> **DIRECTIONS**
Write out the numerical methods textbook introduction word for word, between "In 2002, National" and "and a blog.", inclusive.

> **PASSAGE TO READ**
This textbook is written for a course in numerical methods for engineering undergraduates.

In 2002, National Science Foundation funded a prototype proposal on Holistic Numerical Methods to develop various resources for typical numerical methods topics of interpolation and nonlinear equations. With the success of this proposal, NSF continued to fund the proposal for other topics of numerical methods via three more multi-university grants in 2004-07, 2008-12, 2009-11. This funding has so far resulted in complete resources for a comprehensive course in Numerical Methods. Revision of the resources continued with funding from more NSF grants in 2013-16, 2016-20, 2020-23. These resources include textbook chapters, PowerPoint presentations, worksheets in MATLAB, MATHEMATICA, Maple and MathCAD, multiple-choice tests, experiments, digital audiovisual lectures, and a blog.

Go to the main website and click on the numerical method of your choice. You will have access to PowerPoint presentations, worksheets, simulations, additional examples, and multiple-choice tests. In addition, we have uploaded broadcast quality ( instructional audiovisual content for most of the course content. A blog on numerical methods and MATLAB is also available at

The textbook consists of eleven topics:

1. Introduction to Scientific Computing

2. Differentiation

3. Nonlinear Equations

4. Simultaneous Linear Equations

5. Interpolation

6. Regression

7. Integration

8. Ordinary Differential Equations

9. Optimization

  1. Partial Differential Equations

11. Fast Fourier Transforms

Each subtopic in these topics is covered in several separate chapters because we decided to keep the chapters concise and independent. This modular nature of chapters allows you to customize the book based on your needs. Supplemental material is always available from the website.

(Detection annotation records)
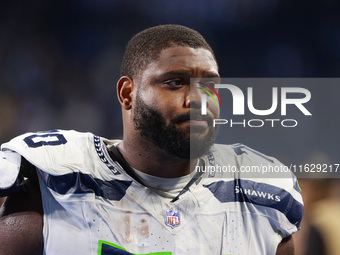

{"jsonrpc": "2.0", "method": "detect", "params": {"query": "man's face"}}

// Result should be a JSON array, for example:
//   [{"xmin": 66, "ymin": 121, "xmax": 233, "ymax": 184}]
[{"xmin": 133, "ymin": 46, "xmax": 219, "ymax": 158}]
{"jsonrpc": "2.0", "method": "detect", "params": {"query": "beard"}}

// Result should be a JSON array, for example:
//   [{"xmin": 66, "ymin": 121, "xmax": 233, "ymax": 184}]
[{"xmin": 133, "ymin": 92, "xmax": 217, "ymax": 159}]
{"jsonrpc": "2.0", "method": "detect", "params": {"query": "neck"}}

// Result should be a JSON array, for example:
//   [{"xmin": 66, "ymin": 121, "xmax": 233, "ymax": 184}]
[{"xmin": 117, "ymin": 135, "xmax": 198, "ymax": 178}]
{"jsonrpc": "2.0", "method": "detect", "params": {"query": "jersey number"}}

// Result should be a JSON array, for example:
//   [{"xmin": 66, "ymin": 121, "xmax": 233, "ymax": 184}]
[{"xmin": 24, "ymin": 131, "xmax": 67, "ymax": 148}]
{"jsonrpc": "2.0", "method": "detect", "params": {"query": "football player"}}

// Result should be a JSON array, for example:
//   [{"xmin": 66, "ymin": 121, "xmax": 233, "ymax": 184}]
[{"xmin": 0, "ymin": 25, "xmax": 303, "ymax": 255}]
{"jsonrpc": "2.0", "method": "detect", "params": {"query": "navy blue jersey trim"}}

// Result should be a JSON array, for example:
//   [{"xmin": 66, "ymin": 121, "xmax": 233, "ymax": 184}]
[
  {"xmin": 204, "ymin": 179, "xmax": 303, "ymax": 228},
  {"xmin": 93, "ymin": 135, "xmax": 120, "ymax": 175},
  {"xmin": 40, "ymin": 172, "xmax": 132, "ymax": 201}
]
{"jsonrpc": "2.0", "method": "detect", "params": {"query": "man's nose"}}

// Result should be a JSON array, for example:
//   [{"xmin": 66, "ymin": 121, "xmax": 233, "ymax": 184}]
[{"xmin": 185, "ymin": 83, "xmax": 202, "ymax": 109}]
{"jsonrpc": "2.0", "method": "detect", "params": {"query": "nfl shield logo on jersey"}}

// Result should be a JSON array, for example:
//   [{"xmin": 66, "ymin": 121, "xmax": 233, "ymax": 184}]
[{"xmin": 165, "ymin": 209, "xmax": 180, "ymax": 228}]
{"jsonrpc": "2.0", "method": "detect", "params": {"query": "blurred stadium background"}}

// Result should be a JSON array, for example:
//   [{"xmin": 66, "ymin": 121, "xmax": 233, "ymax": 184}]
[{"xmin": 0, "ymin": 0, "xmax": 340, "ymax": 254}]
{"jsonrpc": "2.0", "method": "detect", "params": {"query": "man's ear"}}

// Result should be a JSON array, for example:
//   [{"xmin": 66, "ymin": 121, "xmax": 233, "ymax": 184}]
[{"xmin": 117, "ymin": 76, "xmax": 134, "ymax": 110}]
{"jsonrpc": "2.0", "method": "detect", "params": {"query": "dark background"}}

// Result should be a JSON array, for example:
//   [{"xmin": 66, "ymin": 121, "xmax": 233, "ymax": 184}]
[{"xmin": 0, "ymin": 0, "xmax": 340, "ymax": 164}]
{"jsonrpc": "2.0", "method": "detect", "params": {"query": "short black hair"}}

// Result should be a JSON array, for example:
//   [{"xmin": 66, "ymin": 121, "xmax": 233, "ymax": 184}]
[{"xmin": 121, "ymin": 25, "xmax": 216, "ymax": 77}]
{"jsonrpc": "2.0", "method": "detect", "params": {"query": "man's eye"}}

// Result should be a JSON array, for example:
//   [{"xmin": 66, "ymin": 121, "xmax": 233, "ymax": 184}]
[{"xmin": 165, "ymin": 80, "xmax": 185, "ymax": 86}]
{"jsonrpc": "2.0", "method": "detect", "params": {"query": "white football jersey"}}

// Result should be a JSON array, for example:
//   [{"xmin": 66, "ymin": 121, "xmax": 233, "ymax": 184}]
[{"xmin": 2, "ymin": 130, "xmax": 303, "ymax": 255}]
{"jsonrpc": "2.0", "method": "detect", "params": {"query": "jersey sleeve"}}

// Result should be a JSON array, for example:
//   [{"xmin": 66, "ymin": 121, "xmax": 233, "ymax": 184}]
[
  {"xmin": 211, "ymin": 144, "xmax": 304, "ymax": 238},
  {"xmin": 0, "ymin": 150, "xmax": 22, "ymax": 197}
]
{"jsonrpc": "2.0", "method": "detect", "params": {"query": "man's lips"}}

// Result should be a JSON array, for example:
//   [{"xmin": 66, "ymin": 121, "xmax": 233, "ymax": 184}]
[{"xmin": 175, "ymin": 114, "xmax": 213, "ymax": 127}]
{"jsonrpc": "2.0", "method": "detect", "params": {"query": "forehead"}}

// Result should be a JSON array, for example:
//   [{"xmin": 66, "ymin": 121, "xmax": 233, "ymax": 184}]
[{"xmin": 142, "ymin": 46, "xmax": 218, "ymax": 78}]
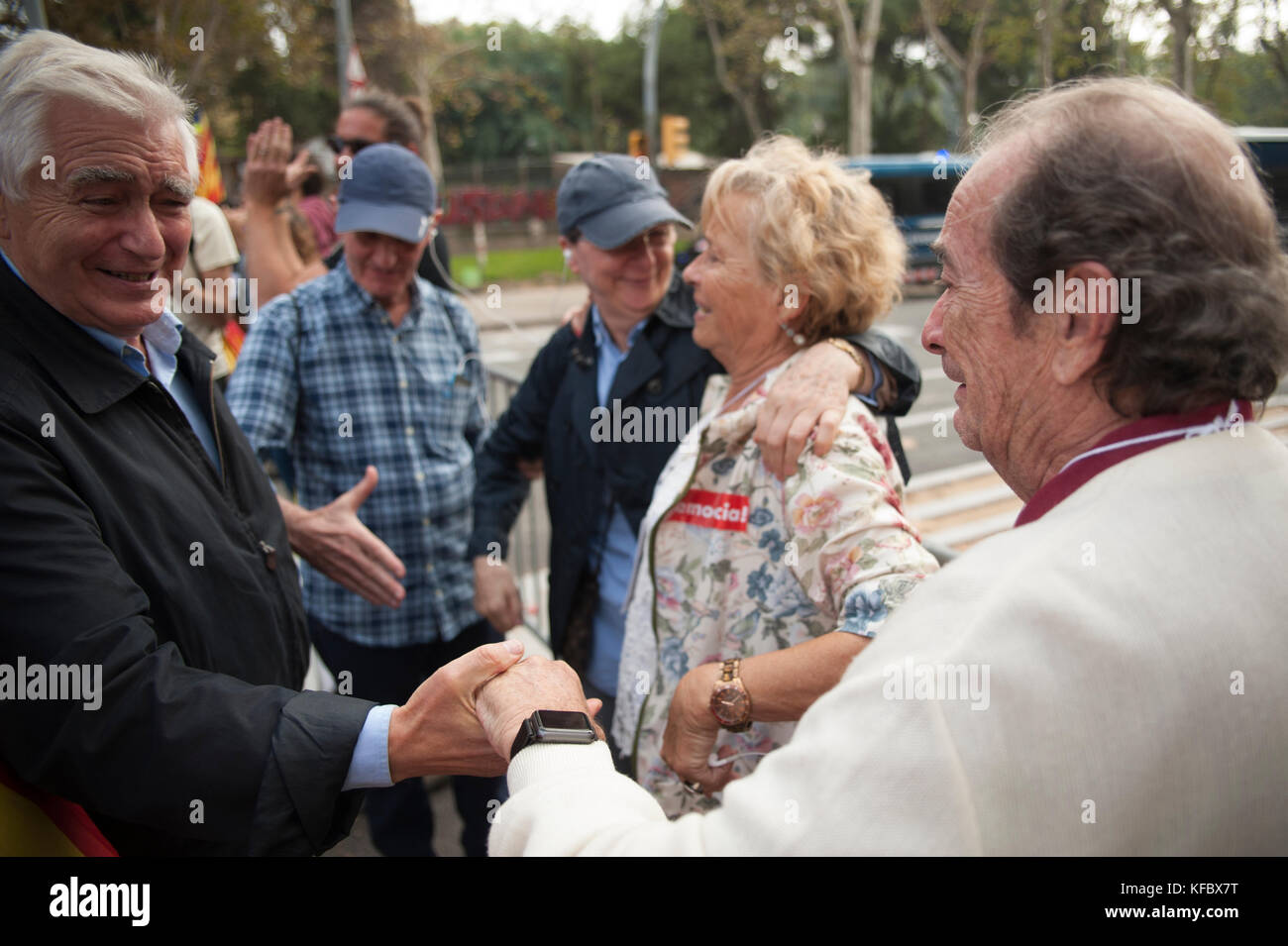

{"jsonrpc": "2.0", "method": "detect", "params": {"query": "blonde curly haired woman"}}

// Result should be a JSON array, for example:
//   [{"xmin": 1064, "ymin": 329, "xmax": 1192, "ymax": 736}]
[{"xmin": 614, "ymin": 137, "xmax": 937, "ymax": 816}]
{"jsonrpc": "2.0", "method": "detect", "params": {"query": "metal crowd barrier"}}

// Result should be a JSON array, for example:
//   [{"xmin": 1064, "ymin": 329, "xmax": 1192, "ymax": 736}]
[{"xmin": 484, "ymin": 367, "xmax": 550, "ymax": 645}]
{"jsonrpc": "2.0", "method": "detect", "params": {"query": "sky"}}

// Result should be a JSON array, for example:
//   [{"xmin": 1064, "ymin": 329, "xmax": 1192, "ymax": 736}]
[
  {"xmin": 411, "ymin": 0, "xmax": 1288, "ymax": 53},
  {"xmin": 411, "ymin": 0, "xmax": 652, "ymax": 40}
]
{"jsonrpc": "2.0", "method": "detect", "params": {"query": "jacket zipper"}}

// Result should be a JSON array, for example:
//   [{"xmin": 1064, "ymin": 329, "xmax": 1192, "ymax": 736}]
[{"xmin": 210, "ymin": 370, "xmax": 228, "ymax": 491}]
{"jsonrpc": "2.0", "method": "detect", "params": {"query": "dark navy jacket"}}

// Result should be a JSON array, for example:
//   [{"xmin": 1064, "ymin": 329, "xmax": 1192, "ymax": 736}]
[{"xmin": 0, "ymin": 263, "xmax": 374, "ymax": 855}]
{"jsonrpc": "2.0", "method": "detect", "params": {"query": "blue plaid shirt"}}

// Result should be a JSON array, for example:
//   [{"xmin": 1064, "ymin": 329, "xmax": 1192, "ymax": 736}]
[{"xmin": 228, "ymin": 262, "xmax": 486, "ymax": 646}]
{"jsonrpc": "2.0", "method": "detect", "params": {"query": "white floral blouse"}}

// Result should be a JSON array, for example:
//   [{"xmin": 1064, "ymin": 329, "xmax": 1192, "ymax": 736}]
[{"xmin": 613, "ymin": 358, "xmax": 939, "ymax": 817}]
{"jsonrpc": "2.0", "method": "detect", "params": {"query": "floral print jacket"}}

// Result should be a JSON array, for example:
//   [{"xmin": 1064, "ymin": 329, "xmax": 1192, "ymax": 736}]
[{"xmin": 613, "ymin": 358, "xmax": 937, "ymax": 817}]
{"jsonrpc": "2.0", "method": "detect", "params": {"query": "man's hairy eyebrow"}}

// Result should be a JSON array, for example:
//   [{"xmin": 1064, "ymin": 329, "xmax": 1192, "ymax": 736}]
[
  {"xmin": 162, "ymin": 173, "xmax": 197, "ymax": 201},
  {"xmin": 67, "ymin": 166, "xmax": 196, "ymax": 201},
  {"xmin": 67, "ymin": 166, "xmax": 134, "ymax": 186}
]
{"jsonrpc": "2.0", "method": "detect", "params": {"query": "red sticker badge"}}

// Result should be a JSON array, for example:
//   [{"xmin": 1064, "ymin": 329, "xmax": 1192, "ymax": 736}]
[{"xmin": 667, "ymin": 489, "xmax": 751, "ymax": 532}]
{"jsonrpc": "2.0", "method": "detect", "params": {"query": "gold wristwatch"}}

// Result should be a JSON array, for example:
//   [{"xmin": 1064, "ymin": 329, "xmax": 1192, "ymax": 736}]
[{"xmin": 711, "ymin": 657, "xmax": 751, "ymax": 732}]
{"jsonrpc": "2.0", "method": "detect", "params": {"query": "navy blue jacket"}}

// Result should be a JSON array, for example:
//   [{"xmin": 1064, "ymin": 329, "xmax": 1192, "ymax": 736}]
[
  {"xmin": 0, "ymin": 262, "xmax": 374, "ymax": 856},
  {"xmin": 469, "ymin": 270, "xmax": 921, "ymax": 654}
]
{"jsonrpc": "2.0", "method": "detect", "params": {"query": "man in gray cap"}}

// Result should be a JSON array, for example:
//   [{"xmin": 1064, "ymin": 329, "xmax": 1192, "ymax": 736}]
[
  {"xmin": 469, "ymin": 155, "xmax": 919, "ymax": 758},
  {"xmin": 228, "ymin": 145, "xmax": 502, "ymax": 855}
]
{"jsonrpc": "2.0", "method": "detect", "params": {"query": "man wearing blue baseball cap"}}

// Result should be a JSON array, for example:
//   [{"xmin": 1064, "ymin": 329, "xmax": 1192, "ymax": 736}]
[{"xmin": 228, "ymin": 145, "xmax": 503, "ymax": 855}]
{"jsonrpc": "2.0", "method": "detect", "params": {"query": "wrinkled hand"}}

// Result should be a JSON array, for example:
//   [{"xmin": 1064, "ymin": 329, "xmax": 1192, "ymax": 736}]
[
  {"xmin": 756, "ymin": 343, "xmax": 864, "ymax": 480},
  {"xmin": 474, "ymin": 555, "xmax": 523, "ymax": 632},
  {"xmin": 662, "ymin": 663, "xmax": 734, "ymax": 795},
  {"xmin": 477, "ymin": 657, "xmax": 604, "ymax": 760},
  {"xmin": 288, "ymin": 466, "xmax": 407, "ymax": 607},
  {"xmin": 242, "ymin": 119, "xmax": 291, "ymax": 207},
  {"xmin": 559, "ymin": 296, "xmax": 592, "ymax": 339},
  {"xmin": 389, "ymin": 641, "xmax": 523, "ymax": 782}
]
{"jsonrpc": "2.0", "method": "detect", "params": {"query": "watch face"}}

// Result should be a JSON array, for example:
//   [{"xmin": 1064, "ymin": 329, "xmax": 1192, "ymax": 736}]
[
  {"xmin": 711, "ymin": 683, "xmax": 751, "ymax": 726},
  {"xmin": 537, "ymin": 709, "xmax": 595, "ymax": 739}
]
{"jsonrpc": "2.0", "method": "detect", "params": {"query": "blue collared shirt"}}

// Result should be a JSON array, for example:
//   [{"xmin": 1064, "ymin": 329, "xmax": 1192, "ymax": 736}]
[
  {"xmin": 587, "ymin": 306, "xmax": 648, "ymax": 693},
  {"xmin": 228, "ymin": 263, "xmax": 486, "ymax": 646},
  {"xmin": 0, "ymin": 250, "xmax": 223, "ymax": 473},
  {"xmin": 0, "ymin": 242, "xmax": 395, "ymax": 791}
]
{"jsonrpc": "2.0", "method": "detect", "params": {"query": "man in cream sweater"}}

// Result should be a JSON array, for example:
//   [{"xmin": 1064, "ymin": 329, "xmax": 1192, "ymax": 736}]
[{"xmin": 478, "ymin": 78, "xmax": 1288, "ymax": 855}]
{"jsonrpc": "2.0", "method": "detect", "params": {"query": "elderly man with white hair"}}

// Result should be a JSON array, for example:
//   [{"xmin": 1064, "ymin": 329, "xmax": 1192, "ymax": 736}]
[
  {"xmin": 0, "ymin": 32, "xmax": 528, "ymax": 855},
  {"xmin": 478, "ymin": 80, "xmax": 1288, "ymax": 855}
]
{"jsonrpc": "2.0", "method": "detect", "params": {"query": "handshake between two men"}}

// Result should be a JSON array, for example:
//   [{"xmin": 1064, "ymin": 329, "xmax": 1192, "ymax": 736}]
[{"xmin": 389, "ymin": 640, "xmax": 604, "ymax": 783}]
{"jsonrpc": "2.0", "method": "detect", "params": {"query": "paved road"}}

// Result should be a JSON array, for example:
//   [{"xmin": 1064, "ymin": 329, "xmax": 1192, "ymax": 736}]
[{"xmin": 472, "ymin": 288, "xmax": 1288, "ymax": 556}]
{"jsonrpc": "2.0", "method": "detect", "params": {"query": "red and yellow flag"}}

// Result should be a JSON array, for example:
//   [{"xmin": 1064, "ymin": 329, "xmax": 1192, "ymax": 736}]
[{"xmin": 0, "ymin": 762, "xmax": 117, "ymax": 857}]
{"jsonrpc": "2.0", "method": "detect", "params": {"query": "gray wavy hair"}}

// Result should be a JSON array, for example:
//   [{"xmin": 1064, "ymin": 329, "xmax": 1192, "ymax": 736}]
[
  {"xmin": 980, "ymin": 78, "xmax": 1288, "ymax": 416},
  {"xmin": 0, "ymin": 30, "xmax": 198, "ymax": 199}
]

> **CORRECT ANSWER**
In 2002, National Science Foundation funded a prototype proposal on Holistic Numerical Methods to develop various resources for typical numerical methods topics of interpolation and nonlinear equations. With the success of this proposal, NSF continued to fund the proposal for other topics of numerical methods via three more multi-university grants in 2004-07, 2008-12, 2009-11. This funding has so far resulted in complete resources for a comprehensive course in Numerical Methods. Revision of the resources continued with funding from more NSF grants in 2013-16, 2016-20, 2020-23. These resources include textbook chapters, PowerPoint presentations, worksheets in MATLAB, MATHEMATICA, Maple and MathCAD, multiple-choice tests, experiments, digital audiovisual lectures, and a blog.